**Exercise prompt:** Your answer must match, word for word, the lines from the one holding "Verify: does the image above include any fish belly?" through the final line below, with pictures excluded.

**Supplied data:**
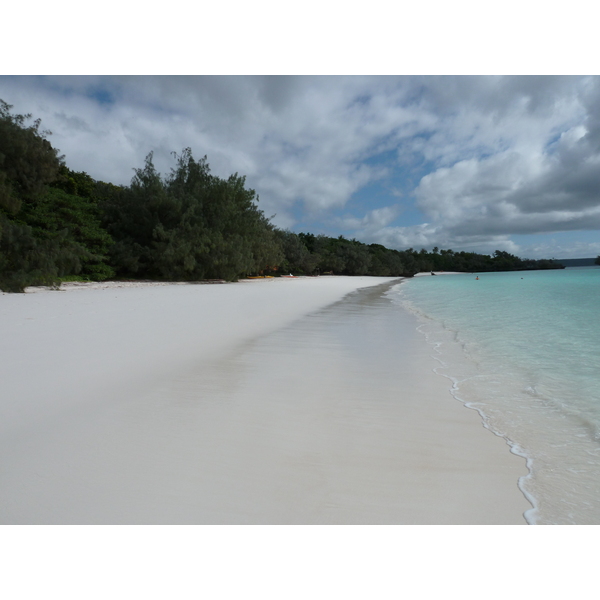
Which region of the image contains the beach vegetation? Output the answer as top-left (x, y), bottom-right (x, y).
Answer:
top-left (0, 100), bottom-right (63, 215)
top-left (1, 100), bottom-right (79, 291)
top-left (277, 238), bottom-right (564, 277)
top-left (102, 149), bottom-right (283, 282)
top-left (0, 98), bottom-right (567, 291)
top-left (274, 230), bottom-right (321, 275)
top-left (0, 99), bottom-right (116, 292)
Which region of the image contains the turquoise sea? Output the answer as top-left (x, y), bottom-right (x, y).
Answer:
top-left (389, 267), bottom-right (600, 525)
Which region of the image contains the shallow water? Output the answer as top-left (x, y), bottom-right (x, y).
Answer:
top-left (392, 267), bottom-right (600, 524)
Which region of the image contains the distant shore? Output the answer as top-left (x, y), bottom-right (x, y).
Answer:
top-left (18, 273), bottom-right (458, 293)
top-left (1, 275), bottom-right (529, 523)
top-left (20, 275), bottom-right (379, 293)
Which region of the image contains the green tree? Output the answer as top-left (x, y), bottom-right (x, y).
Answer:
top-left (0, 99), bottom-right (62, 214)
top-left (0, 100), bottom-right (71, 291)
top-left (270, 231), bottom-right (309, 274)
top-left (22, 186), bottom-right (115, 281)
top-left (103, 149), bottom-right (283, 281)
top-left (0, 219), bottom-right (69, 292)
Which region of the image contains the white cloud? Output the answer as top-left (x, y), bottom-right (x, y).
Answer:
top-left (1, 75), bottom-right (599, 257)
top-left (404, 77), bottom-right (600, 251)
top-left (337, 205), bottom-right (403, 232)
top-left (519, 239), bottom-right (600, 260)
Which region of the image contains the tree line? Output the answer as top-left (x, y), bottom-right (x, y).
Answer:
top-left (0, 100), bottom-right (564, 292)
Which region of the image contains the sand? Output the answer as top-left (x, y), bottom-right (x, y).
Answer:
top-left (0, 276), bottom-right (531, 524)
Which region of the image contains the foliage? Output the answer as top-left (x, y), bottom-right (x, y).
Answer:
top-left (102, 149), bottom-right (283, 281)
top-left (0, 99), bottom-right (62, 214)
top-left (0, 100), bottom-right (117, 290)
top-left (0, 100), bottom-right (68, 291)
top-left (367, 244), bottom-right (406, 276)
top-left (277, 235), bottom-right (564, 277)
top-left (21, 186), bottom-right (115, 281)
top-left (0, 216), bottom-right (64, 292)
top-left (274, 230), bottom-right (320, 274)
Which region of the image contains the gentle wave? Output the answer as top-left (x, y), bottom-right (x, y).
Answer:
top-left (388, 268), bottom-right (600, 525)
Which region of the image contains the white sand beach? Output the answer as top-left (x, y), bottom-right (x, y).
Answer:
top-left (0, 276), bottom-right (530, 524)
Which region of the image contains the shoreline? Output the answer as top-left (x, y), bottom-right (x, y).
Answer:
top-left (1, 276), bottom-right (530, 523)
top-left (398, 267), bottom-right (600, 524)
top-left (17, 271), bottom-right (460, 294)
top-left (20, 274), bottom-right (379, 293)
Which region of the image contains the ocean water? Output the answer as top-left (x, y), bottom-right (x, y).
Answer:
top-left (389, 267), bottom-right (600, 525)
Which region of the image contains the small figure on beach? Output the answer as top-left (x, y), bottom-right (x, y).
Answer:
top-left (431, 271), bottom-right (436, 276)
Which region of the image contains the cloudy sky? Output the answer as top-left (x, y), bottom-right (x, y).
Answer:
top-left (1, 75), bottom-right (599, 259)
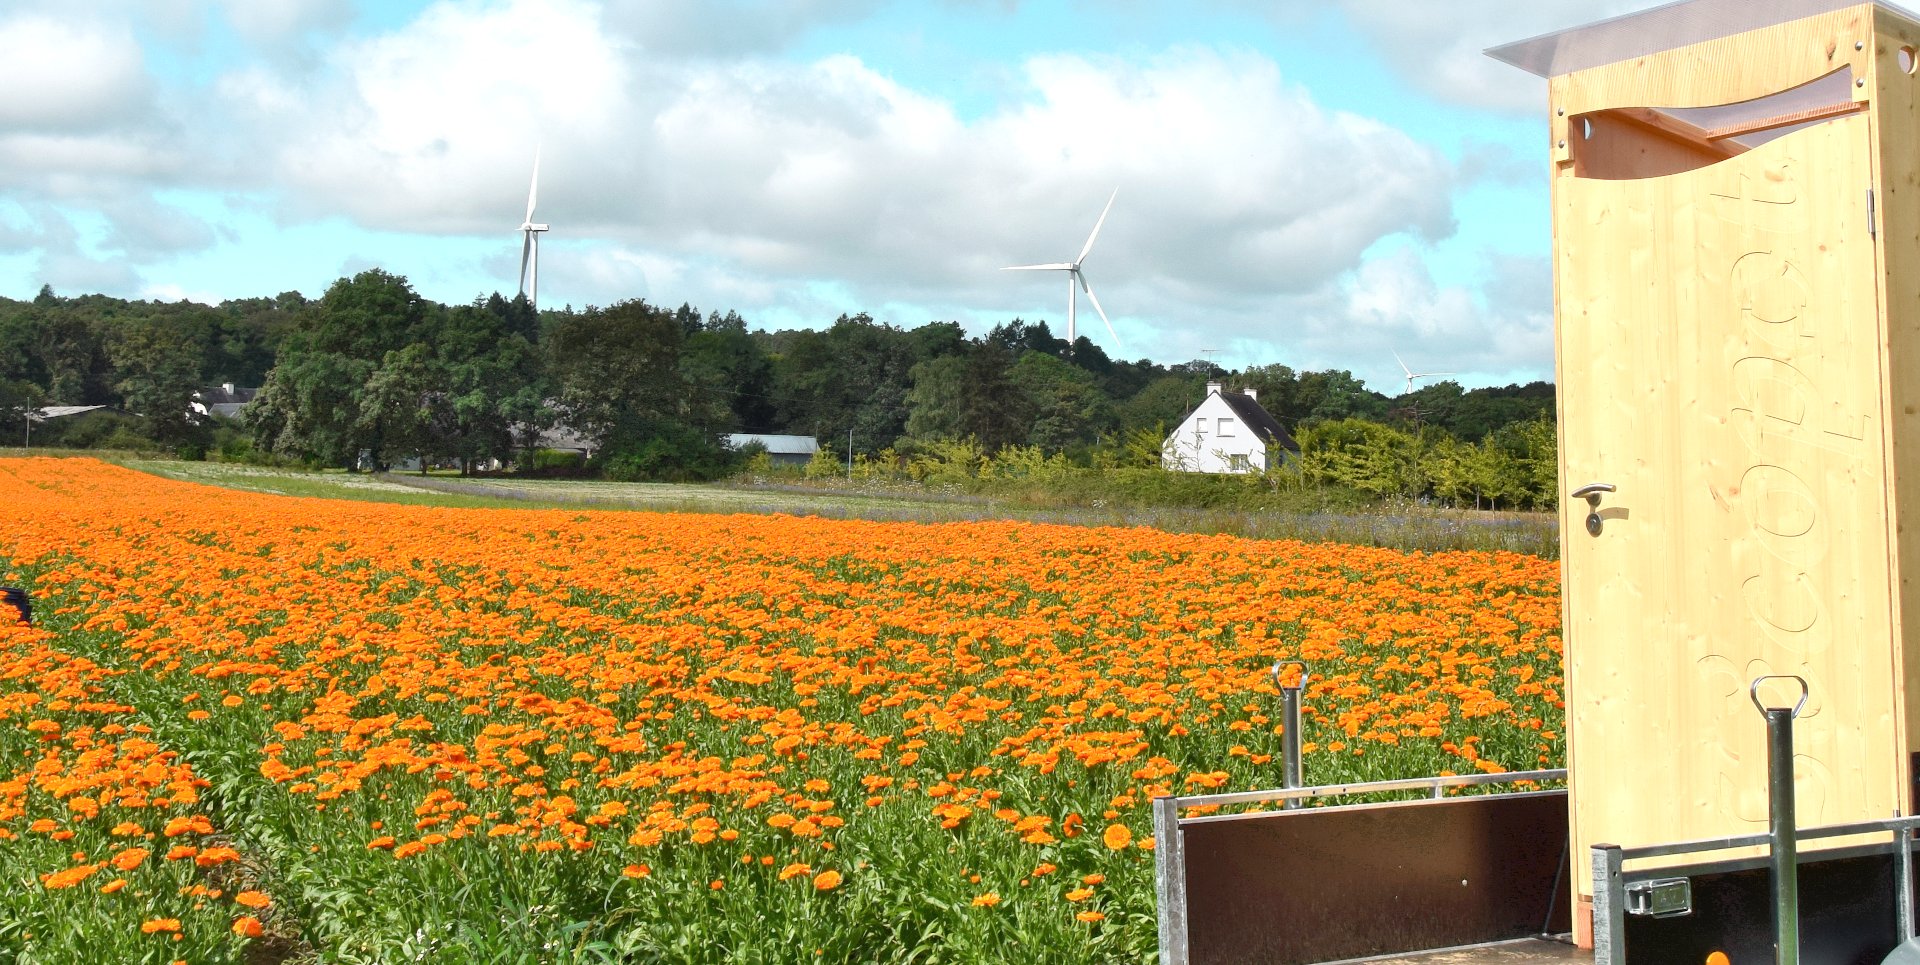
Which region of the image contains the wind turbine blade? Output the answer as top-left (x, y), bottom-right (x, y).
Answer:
top-left (526, 151), bottom-right (541, 222)
top-left (1392, 348), bottom-right (1412, 378)
top-left (1078, 273), bottom-right (1121, 351)
top-left (1076, 188), bottom-right (1118, 264)
top-left (519, 232), bottom-right (533, 295)
top-left (1003, 263), bottom-right (1075, 271)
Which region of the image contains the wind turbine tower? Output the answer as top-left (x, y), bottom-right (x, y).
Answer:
top-left (518, 153), bottom-right (550, 309)
top-left (1393, 349), bottom-right (1453, 396)
top-left (1004, 188), bottom-right (1122, 351)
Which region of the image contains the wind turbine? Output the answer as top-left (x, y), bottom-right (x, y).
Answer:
top-left (1003, 188), bottom-right (1122, 351)
top-left (1393, 349), bottom-right (1453, 396)
top-left (518, 152), bottom-right (550, 309)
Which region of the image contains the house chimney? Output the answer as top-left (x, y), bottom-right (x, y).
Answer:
top-left (1205, 381), bottom-right (1222, 396)
top-left (1243, 387), bottom-right (1257, 401)
top-left (222, 382), bottom-right (235, 395)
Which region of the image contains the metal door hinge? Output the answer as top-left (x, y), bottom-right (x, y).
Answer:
top-left (1625, 877), bottom-right (1692, 918)
top-left (1870, 188), bottom-right (1878, 240)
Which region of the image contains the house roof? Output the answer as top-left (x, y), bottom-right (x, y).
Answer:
top-left (33, 405), bottom-right (110, 421)
top-left (196, 385), bottom-right (260, 406)
top-left (1486, 0), bottom-right (1918, 79)
top-left (1219, 393), bottom-right (1298, 452)
top-left (534, 424), bottom-right (594, 452)
top-left (726, 433), bottom-right (819, 456)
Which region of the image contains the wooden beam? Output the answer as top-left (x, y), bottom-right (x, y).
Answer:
top-left (1604, 108), bottom-right (1743, 160)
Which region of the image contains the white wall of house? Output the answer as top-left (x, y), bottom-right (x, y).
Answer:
top-left (1161, 383), bottom-right (1269, 474)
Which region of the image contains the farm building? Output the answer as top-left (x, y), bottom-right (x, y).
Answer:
top-left (190, 384), bottom-right (260, 421)
top-left (726, 433), bottom-right (818, 467)
top-left (1160, 382), bottom-right (1297, 474)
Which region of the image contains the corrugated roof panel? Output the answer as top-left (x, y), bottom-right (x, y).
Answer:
top-left (1486, 0), bottom-right (1914, 78)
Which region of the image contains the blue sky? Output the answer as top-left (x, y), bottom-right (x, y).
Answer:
top-left (0, 0), bottom-right (1642, 394)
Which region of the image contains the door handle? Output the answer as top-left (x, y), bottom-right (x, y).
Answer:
top-left (1571, 483), bottom-right (1615, 536)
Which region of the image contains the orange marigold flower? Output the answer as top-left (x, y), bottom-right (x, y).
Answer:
top-left (232, 916), bottom-right (264, 939)
top-left (366, 836), bottom-right (396, 850)
top-left (971, 892), bottom-right (1001, 907)
top-left (233, 890), bottom-right (271, 909)
top-left (195, 846), bottom-right (241, 867)
top-left (622, 864), bottom-right (651, 879)
top-left (812, 869), bottom-right (842, 891)
top-left (1065, 887), bottom-right (1095, 902)
top-left (141, 918), bottom-right (182, 934)
top-left (40, 863), bottom-right (99, 890)
top-left (100, 878), bottom-right (128, 894)
top-left (111, 847), bottom-right (150, 872)
top-left (1076, 910), bottom-right (1106, 923)
top-left (1101, 824), bottom-right (1132, 850)
top-left (778, 862), bottom-right (812, 881)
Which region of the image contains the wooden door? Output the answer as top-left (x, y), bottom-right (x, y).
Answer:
top-left (1555, 112), bottom-right (1901, 899)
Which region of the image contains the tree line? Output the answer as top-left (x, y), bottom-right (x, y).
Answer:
top-left (0, 270), bottom-right (1558, 507)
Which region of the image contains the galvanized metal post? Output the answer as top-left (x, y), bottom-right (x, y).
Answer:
top-left (1272, 660), bottom-right (1309, 810)
top-left (1591, 844), bottom-right (1625, 965)
top-left (1751, 675), bottom-right (1808, 965)
top-left (1895, 816), bottom-right (1915, 942)
top-left (1764, 705), bottom-right (1799, 965)
top-left (1153, 795), bottom-right (1189, 965)
top-left (1280, 685), bottom-right (1303, 808)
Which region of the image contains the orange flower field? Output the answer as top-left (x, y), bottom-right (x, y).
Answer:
top-left (0, 458), bottom-right (1563, 963)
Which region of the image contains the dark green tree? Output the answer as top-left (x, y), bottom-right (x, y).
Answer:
top-left (1011, 351), bottom-right (1110, 452)
top-left (545, 299), bottom-right (695, 452)
top-left (250, 269), bottom-right (430, 468)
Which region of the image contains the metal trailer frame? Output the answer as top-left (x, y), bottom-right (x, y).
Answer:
top-left (1590, 814), bottom-right (1920, 964)
top-left (1154, 769), bottom-right (1569, 965)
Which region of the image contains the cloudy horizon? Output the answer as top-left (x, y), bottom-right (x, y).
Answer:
top-left (0, 0), bottom-right (1638, 392)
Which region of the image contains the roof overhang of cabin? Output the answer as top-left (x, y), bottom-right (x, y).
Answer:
top-left (1486, 0), bottom-right (1919, 79)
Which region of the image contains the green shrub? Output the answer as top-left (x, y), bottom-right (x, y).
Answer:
top-left (801, 447), bottom-right (843, 480)
top-left (597, 420), bottom-right (735, 482)
top-left (531, 448), bottom-right (586, 471)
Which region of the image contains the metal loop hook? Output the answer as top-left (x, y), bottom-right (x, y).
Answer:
top-left (1271, 659), bottom-right (1310, 692)
top-left (1749, 674), bottom-right (1809, 718)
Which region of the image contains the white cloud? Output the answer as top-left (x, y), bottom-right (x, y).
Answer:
top-left (1231, 246), bottom-right (1555, 392)
top-left (251, 0), bottom-right (639, 231)
top-left (600, 0), bottom-right (883, 57)
top-left (215, 0), bottom-right (353, 43)
top-left (229, 3), bottom-right (1456, 338)
top-left (0, 15), bottom-right (150, 132)
top-left (1333, 0), bottom-right (1647, 113)
top-left (0, 0), bottom-right (1554, 387)
top-left (29, 211), bottom-right (143, 295)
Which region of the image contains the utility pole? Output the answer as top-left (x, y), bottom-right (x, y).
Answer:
top-left (847, 428), bottom-right (854, 480)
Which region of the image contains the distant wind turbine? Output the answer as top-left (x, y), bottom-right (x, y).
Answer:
top-left (1393, 349), bottom-right (1453, 396)
top-left (1003, 188), bottom-right (1122, 352)
top-left (517, 152), bottom-right (550, 309)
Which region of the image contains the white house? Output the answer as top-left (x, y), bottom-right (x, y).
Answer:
top-left (1162, 382), bottom-right (1298, 474)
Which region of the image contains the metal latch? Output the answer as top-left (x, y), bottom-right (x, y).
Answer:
top-left (1625, 877), bottom-right (1693, 918)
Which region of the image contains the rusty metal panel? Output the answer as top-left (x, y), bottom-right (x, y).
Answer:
top-left (1180, 791), bottom-right (1570, 965)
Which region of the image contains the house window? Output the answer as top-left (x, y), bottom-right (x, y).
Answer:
top-left (1230, 454), bottom-right (1250, 472)
top-left (1217, 418), bottom-right (1233, 437)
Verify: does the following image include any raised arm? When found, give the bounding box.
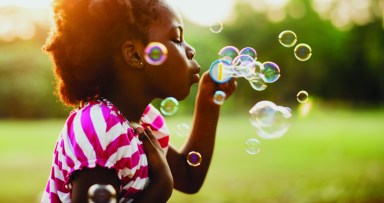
[166,71,237,193]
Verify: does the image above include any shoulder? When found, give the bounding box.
[141,104,170,151]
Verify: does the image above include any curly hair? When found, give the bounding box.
[44,0,160,106]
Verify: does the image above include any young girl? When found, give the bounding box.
[42,0,236,202]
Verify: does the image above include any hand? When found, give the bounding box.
[197,71,237,103]
[137,126,173,191]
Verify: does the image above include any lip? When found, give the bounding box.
[191,66,201,83]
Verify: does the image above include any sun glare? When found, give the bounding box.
[169,0,236,26]
[0,0,52,9]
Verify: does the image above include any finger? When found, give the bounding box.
[219,78,237,91]
[138,127,162,152]
[144,127,163,150]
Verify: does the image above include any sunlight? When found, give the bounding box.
[0,0,51,41]
[0,0,52,9]
[169,0,236,26]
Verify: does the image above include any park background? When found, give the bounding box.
[0,0,383,202]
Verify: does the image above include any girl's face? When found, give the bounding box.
[142,1,201,100]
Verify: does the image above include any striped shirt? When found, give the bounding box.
[41,98,170,203]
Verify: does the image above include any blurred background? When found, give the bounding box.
[0,0,383,202]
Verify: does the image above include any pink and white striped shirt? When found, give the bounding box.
[41,98,170,203]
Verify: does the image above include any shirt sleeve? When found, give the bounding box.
[61,102,146,184]
[141,104,170,153]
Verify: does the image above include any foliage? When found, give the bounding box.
[0,1,384,118]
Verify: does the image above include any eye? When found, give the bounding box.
[172,39,183,45]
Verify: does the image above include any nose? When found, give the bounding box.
[186,43,196,60]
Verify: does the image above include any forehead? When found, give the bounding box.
[148,1,183,35]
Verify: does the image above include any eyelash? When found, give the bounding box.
[173,39,182,45]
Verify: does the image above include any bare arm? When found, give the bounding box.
[167,71,237,193]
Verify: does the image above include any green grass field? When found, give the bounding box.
[0,106,384,203]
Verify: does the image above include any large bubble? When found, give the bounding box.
[249,101,292,139]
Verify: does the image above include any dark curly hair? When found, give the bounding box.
[44,0,160,106]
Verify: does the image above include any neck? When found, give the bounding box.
[108,93,152,123]
[104,72,154,123]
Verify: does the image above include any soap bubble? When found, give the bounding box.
[232,55,256,78]
[239,47,257,60]
[249,78,268,91]
[144,42,168,66]
[210,21,223,33]
[260,61,280,83]
[218,46,239,63]
[160,97,179,116]
[294,43,312,61]
[213,90,226,105]
[88,184,116,203]
[249,101,292,139]
[187,151,202,166]
[297,90,309,103]
[245,138,261,155]
[278,30,297,47]
[176,123,190,137]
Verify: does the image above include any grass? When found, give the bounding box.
[0,107,384,203]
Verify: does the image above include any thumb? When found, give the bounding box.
[137,127,161,153]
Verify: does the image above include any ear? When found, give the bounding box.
[121,40,144,69]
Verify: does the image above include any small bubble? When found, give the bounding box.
[294,43,312,61]
[187,151,202,166]
[176,123,190,137]
[297,90,309,103]
[210,21,223,33]
[278,30,297,47]
[245,138,261,155]
[144,42,168,65]
[88,184,116,203]
[160,97,179,116]
[213,90,226,105]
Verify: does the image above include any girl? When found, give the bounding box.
[42,0,237,202]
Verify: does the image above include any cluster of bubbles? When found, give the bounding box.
[156,28,313,158]
[88,184,116,203]
[210,46,281,94]
[278,30,312,61]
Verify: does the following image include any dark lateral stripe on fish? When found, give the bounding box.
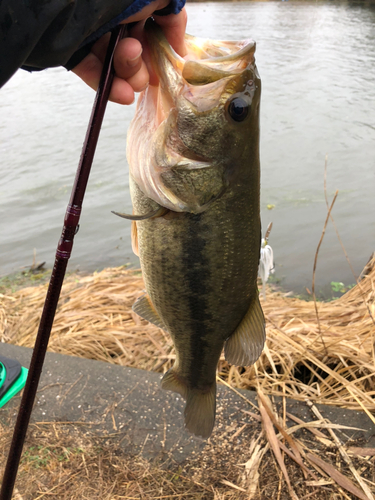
[181,213,213,388]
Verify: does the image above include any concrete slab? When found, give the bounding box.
[1,342,374,462]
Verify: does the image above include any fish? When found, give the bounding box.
[120,19,265,438]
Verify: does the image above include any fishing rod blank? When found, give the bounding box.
[0,24,127,499]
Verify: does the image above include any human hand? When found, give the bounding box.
[72,2,187,104]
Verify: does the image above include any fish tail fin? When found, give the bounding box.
[161,369,216,438]
[184,384,216,439]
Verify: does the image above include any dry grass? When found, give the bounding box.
[1,393,374,500]
[1,255,374,415]
[1,256,375,499]
[1,404,375,500]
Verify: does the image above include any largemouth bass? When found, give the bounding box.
[123,20,265,438]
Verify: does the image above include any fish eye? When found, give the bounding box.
[228,97,250,122]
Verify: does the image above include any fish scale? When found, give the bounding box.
[125,19,265,438]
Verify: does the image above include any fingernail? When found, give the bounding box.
[128,48,143,67]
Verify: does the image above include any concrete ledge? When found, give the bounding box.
[1,342,374,461]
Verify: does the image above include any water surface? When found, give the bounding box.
[0,1,374,295]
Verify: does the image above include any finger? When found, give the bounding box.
[129,10,188,86]
[72,52,135,105]
[113,37,144,81]
[125,59,149,93]
[93,35,144,79]
[129,20,159,86]
[91,34,148,95]
[153,8,188,58]
[108,76,136,104]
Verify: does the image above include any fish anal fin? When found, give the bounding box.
[131,221,139,257]
[161,369,188,399]
[132,295,166,330]
[224,295,265,367]
[161,369,216,439]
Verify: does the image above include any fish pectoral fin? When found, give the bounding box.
[112,206,169,221]
[224,295,266,367]
[132,295,166,330]
[161,369,216,439]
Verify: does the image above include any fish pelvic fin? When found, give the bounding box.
[224,294,266,367]
[112,206,169,221]
[161,369,216,439]
[132,295,166,330]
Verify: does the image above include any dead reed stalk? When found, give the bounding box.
[1,257,374,416]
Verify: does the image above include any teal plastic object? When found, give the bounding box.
[0,355,28,408]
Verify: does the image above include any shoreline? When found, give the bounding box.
[1,263,374,411]
[0,262,360,302]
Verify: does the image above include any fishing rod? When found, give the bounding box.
[0,24,127,499]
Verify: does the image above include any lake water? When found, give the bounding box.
[0,1,374,295]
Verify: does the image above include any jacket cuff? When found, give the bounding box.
[154,0,186,16]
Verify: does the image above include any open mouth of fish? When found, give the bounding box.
[127,19,258,213]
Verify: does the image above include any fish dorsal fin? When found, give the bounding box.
[161,369,216,439]
[224,295,265,366]
[132,295,166,330]
[131,221,139,257]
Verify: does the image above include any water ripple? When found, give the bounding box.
[0,1,374,292]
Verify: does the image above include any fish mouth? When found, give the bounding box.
[144,18,256,120]
[127,20,259,213]
[145,18,255,85]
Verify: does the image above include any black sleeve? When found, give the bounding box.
[0,0,185,88]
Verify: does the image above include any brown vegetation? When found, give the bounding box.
[1,255,374,415]
[1,254,375,498]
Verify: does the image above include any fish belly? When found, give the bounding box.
[131,176,260,384]
[130,175,261,437]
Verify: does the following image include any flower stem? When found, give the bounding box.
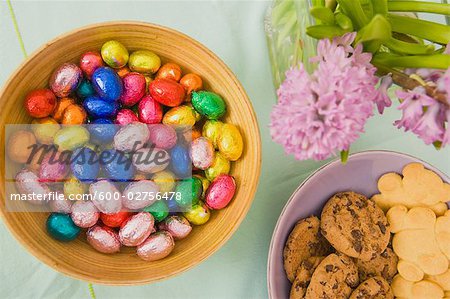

**Result of this task:**
Verify: does the image above include any fish belly? When found, give the bounding box.
[131,176,260,384]
[130,175,261,437]
Verify: does the following image include any flower stem? When found, give the bounding box.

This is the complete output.